### Page extract

NEW YORK – Cyteir Therapeutics on Thursday said it has closed an oversubscribed $80 million Series C financing round and that it will use the funds to take its lead synthetic lethal compound CYT-0851 into Phase II trials.

The financing was led by RA Capital Management, Janus Henderson Investors, Acuta Capital Partners, Ally Bridge Group, Avidity Partners, Ample Plus Fund, and CaaS Capital Management, and included existing investors Novo Holdings, Venrock, Lightstone Ventures, DROIA Ventures, Osage University Partners, as well as an undisclosed US-based, healthcare-focused fund.

To date, the Lexington, Massachusetts-based firm has raised over $140 million in support of its efforts to develop drugs that induce synthetic lethality in cancer cells. The most advanced agent in its pipeline is CYT-0851, an inhibitor RAD51-mediated DNA repair, which is currently under evaluation in a Phase I/II monotherapy trial involving 200 patients with solid and hematologic cancers. 

Cyteir will use the recently raised funds to explore the activity of single-agent CYT-0851 in Phase II studies later this year. "We are intrigued by the potential of RAD51 inhibition, particularly due to early findings suggesting it could be helpful in treating lymphomas and other hematologic malignancies," Derek DiRocco, a partner at RA Capital Management, said in a statement.

### What to work on
1. Repeat the part of the Cyteir Therapeutics news item that starts with "To date, the" and goes on through "and hematologic cancers.".
2. Name every firm that the Cyteir Therapeutics news item says led the Series C financing.
3. Write the next part of the Cyteir Therapeutics news item, picking up after its final sentence.

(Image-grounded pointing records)
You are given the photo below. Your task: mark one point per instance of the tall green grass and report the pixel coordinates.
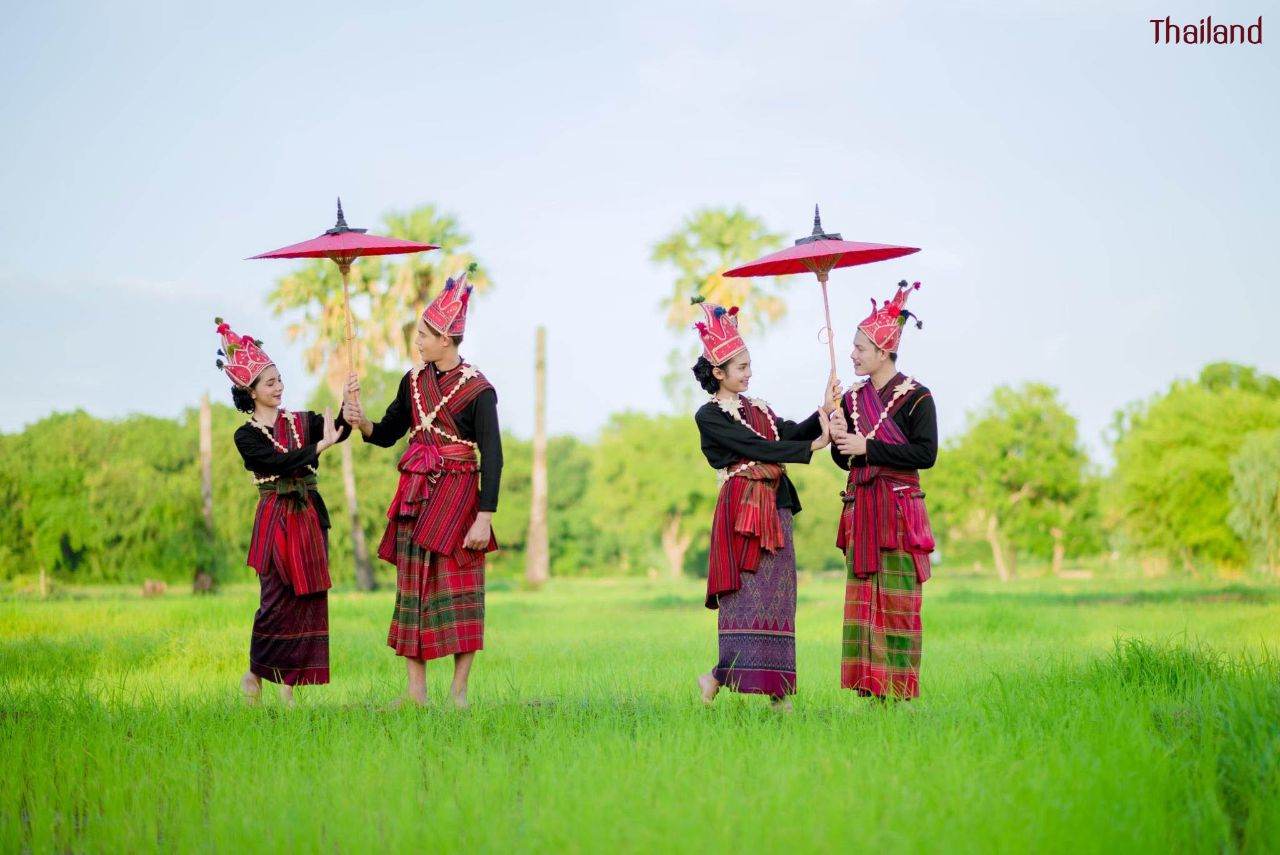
(1055, 717)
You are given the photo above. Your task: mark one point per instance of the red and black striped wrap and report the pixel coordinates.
(287, 536)
(439, 479)
(746, 520)
(883, 507)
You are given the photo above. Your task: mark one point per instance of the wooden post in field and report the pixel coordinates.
(536, 548)
(364, 568)
(205, 577)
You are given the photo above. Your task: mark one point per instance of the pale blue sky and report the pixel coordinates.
(1096, 211)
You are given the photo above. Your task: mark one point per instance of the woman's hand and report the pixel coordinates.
(824, 438)
(352, 411)
(831, 398)
(480, 531)
(851, 444)
(330, 433)
(839, 425)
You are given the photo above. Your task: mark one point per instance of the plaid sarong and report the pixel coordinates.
(439, 583)
(439, 604)
(881, 649)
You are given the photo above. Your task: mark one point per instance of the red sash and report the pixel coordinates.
(746, 516)
(439, 481)
(883, 507)
(287, 535)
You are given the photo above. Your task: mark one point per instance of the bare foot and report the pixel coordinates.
(251, 686)
(709, 686)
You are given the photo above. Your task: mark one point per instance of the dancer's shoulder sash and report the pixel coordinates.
(883, 506)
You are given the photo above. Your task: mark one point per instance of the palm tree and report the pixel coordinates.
(709, 241)
(315, 291)
(412, 282)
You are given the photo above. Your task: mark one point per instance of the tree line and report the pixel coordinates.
(1194, 483)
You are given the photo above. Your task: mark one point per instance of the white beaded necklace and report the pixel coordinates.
(270, 435)
(725, 474)
(903, 388)
(737, 416)
(426, 421)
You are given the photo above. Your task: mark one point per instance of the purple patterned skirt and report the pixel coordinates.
(758, 625)
(291, 635)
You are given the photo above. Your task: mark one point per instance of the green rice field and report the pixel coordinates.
(1056, 716)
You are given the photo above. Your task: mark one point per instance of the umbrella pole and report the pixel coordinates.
(344, 269)
(831, 333)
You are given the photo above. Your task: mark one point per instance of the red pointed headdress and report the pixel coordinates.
(885, 324)
(721, 339)
(240, 356)
(447, 314)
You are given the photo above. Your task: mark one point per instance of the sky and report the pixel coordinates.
(1095, 211)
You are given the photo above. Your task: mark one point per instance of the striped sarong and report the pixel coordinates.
(291, 635)
(439, 603)
(881, 648)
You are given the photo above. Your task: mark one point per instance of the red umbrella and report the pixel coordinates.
(821, 254)
(343, 245)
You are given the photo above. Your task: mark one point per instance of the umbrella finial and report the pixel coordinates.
(818, 234)
(341, 225)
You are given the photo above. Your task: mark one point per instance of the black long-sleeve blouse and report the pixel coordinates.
(918, 420)
(478, 423)
(726, 442)
(264, 460)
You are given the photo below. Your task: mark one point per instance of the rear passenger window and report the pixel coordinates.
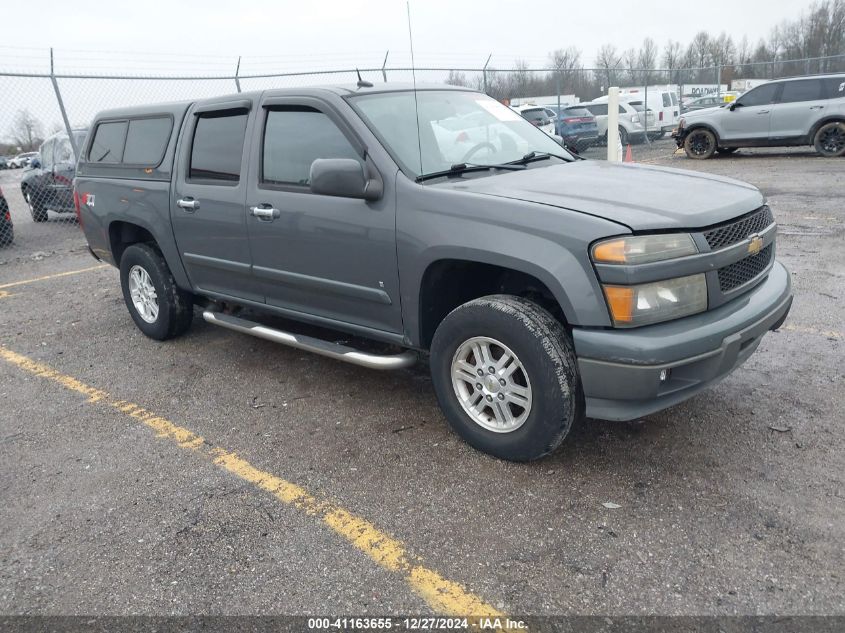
(46, 153)
(294, 138)
(805, 90)
(146, 141)
(835, 87)
(108, 143)
(218, 146)
(63, 152)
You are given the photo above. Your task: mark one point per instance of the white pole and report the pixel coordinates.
(614, 148)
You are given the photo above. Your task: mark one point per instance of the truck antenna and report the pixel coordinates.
(414, 79)
(361, 82)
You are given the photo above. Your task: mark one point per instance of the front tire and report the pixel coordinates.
(7, 234)
(36, 207)
(700, 144)
(829, 141)
(160, 309)
(524, 408)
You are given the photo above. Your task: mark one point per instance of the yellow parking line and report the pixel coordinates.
(442, 595)
(811, 330)
(46, 277)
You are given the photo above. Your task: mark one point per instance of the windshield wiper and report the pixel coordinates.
(462, 168)
(532, 156)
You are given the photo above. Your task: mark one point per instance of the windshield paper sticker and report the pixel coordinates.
(501, 112)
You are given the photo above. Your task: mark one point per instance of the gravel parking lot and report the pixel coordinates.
(731, 503)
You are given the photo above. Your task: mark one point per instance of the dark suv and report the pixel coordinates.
(48, 183)
(576, 126)
(7, 231)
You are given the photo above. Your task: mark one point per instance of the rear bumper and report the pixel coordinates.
(581, 137)
(621, 369)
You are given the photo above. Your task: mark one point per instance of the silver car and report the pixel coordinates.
(786, 112)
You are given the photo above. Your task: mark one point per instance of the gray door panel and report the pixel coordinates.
(749, 117)
(801, 105)
(322, 255)
(212, 237)
(750, 122)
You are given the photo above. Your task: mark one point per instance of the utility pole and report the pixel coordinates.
(62, 109)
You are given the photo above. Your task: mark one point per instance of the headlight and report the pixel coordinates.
(642, 249)
(631, 306)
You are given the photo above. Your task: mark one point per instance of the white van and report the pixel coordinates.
(662, 100)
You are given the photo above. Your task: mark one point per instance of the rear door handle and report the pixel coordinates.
(265, 213)
(189, 204)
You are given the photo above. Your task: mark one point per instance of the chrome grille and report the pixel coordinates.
(743, 271)
(738, 230)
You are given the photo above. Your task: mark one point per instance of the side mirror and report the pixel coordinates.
(344, 178)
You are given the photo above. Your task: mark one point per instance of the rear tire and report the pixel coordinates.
(36, 207)
(700, 144)
(7, 234)
(829, 141)
(523, 409)
(160, 309)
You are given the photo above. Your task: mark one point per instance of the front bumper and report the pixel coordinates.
(620, 369)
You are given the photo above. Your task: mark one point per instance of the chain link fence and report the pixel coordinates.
(45, 109)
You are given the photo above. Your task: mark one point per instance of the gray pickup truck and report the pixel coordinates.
(545, 288)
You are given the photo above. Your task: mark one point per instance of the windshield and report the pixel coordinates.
(582, 112)
(454, 127)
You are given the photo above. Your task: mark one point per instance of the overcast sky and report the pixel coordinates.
(310, 34)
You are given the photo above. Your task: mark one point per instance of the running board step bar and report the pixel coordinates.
(311, 344)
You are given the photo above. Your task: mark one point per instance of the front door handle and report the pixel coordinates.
(189, 204)
(265, 213)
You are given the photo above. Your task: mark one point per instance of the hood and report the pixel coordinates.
(642, 197)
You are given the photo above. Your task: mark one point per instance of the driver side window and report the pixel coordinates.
(294, 137)
(46, 155)
(761, 95)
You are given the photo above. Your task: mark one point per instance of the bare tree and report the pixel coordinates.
(566, 67)
(457, 78)
(673, 60)
(647, 60)
(631, 59)
(27, 131)
(608, 61)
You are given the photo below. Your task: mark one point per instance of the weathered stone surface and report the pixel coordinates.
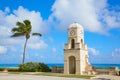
(76, 52)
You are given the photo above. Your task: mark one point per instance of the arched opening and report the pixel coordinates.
(72, 43)
(72, 65)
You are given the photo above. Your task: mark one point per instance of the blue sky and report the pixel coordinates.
(51, 18)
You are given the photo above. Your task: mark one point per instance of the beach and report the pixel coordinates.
(7, 76)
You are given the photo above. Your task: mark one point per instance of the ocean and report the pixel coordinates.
(61, 65)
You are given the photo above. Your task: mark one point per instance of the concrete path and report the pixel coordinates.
(6, 76)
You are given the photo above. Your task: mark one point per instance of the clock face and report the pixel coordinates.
(81, 32)
(72, 33)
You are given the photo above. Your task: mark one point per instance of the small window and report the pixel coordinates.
(72, 43)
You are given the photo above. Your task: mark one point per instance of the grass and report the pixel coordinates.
(54, 74)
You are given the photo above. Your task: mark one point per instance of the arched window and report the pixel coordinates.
(72, 43)
(82, 41)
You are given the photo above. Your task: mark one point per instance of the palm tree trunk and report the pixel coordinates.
(24, 51)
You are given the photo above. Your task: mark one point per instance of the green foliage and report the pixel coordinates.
(34, 67)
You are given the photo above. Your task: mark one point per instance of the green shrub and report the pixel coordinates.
(34, 67)
(13, 69)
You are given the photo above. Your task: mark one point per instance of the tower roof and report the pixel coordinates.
(75, 25)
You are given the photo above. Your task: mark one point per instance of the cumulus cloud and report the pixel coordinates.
(3, 50)
(95, 17)
(93, 51)
(36, 43)
(116, 53)
(54, 50)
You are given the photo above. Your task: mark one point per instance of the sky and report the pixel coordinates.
(100, 20)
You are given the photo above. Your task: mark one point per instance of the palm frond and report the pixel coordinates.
(17, 34)
(14, 29)
(36, 34)
(26, 22)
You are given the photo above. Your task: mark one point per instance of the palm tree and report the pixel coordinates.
(24, 29)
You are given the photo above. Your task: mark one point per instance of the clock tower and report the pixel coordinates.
(75, 52)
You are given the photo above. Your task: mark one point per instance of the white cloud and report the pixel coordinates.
(93, 51)
(54, 50)
(3, 50)
(94, 16)
(37, 44)
(116, 53)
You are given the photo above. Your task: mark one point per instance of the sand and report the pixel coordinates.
(7, 76)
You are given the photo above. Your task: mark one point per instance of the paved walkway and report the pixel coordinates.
(6, 76)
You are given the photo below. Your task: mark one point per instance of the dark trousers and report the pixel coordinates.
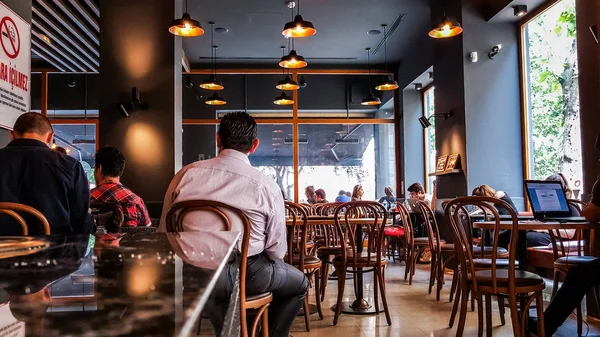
(288, 285)
(578, 281)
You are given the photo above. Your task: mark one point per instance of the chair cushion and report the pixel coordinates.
(522, 278)
(394, 231)
(573, 260)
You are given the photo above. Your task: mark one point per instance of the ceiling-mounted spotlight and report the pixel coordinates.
(520, 10)
(186, 26)
(298, 27)
(188, 83)
(71, 82)
(215, 99)
(388, 83)
(283, 99)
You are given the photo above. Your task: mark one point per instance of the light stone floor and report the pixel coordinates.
(413, 311)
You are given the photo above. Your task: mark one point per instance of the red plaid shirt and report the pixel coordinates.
(133, 207)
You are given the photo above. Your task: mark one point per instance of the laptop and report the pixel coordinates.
(549, 202)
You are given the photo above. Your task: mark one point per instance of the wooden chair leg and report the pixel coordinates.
(341, 283)
(488, 314)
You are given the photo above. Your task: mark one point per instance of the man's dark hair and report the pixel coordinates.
(32, 122)
(416, 188)
(111, 160)
(237, 131)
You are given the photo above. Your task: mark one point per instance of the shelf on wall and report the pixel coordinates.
(443, 173)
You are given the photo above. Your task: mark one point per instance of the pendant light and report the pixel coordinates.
(186, 26)
(388, 83)
(446, 27)
(287, 83)
(371, 99)
(215, 99)
(298, 27)
(211, 83)
(283, 99)
(293, 60)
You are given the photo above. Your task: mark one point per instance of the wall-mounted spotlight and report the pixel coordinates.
(425, 123)
(135, 104)
(520, 10)
(494, 51)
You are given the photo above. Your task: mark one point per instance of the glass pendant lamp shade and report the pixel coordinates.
(283, 99)
(387, 85)
(215, 99)
(212, 84)
(293, 61)
(445, 28)
(186, 26)
(287, 84)
(299, 28)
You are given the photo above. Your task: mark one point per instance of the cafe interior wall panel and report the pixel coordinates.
(589, 110)
(448, 71)
(493, 106)
(141, 53)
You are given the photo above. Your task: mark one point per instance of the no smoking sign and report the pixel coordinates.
(11, 40)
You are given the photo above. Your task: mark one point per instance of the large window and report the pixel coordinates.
(552, 93)
(429, 133)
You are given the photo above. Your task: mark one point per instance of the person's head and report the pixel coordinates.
(563, 182)
(320, 194)
(416, 191)
(484, 191)
(110, 163)
(238, 131)
(388, 191)
(357, 192)
(309, 192)
(32, 125)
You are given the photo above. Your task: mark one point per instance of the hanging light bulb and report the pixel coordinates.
(215, 99)
(388, 83)
(371, 99)
(298, 27)
(186, 26)
(445, 28)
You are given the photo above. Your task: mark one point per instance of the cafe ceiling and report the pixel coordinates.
(65, 33)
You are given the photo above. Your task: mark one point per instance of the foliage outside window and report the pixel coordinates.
(553, 94)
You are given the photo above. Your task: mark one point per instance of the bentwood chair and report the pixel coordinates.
(13, 209)
(500, 279)
(361, 259)
(296, 256)
(260, 302)
(568, 254)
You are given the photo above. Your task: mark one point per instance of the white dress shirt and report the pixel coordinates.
(229, 178)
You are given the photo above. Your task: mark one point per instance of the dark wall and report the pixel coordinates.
(147, 56)
(493, 111)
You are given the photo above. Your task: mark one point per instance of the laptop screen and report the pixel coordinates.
(547, 197)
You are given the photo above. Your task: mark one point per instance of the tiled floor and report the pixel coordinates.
(413, 311)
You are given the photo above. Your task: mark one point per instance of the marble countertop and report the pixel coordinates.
(136, 285)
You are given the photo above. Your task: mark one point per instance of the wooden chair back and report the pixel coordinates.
(372, 230)
(13, 209)
(174, 223)
(463, 245)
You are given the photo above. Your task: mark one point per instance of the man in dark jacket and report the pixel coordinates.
(51, 182)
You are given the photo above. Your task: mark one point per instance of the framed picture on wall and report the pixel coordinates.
(441, 164)
(453, 162)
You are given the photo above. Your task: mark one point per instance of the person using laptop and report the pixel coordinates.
(578, 280)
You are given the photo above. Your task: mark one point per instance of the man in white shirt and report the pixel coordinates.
(229, 178)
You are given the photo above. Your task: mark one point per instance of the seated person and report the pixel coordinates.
(33, 174)
(579, 279)
(110, 164)
(321, 196)
(229, 178)
(342, 197)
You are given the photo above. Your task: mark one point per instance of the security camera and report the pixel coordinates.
(495, 50)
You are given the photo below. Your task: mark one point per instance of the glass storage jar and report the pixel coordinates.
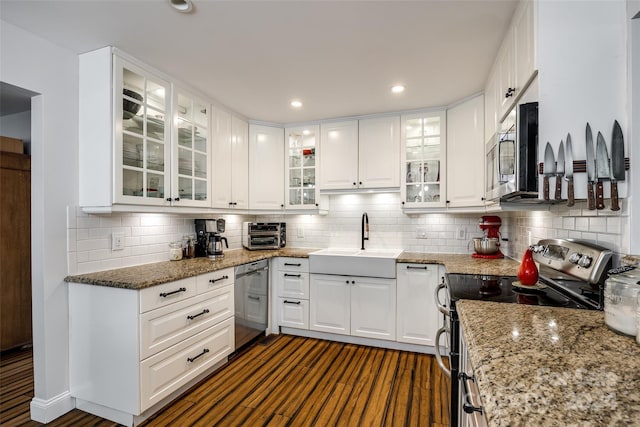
(175, 251)
(621, 302)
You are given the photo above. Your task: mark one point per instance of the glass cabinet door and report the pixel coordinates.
(423, 140)
(191, 151)
(301, 188)
(142, 139)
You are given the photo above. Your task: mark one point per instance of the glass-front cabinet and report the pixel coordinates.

### Outputs by task
1.
To date, the Lexington, Massachusetts-based firm has raised over $140 million in support of its efforts to develop drugs that induce synthetic lethality in cancer cells. The most advanced agent in its pipeline is CYT-0851, an inhibitor RAD51-mediated DNA repair, which is currently under evaluation in a Phase I/II monotherapy trial involving 200 patients with solid and hematologic cancers.

2. RA Capital Management, Janus Henderson Investors, Acuta Capital Partners, Ally Bridge Group, Avidity Partners, Ample Plus Fund, CaaS Capital Management

3.
The firm will also study CYT-0851 in combination with other cancer therapies that induce DNA damage starting in mid-2021 and conduct preclinical research to develop new cancer drugs. For example, Cyteir said it will use a portion of the Series C funding to start investigational new drug application-enabling studies for its second-generation RAD51 inhibitor CYT-1853 and another undisclosed compound for the treatment of solid tumors.

The company said it is also developing a companion diagnostic to identify patients with tumors overexpressing cytidine deaminases, which may make their cancers more responsive to CYT-0851. The US Food and Drug Administration has granted an investigational device exemption for the CDx, allowing Cyteir to start studying the test in patients.